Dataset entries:
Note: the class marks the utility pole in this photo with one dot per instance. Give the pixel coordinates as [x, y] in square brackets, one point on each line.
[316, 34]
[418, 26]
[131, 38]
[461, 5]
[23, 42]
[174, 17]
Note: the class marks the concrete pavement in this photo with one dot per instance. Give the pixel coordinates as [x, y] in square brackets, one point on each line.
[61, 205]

• [Required work]
Please copy all of the items above verbatim, line for line.

• [Response]
Note: the class marks the utility pole in this photo with one dot per instance. Give the pixel coordinates as [x, y] in square brackets, one point on each line.
[316, 34]
[418, 26]
[131, 38]
[461, 5]
[23, 42]
[174, 17]
Note: the class marks the concrete pavement in this photo with one dot per instance. Give the pixel coordinates as [x, y] in square brackets, one point on each line.
[61, 205]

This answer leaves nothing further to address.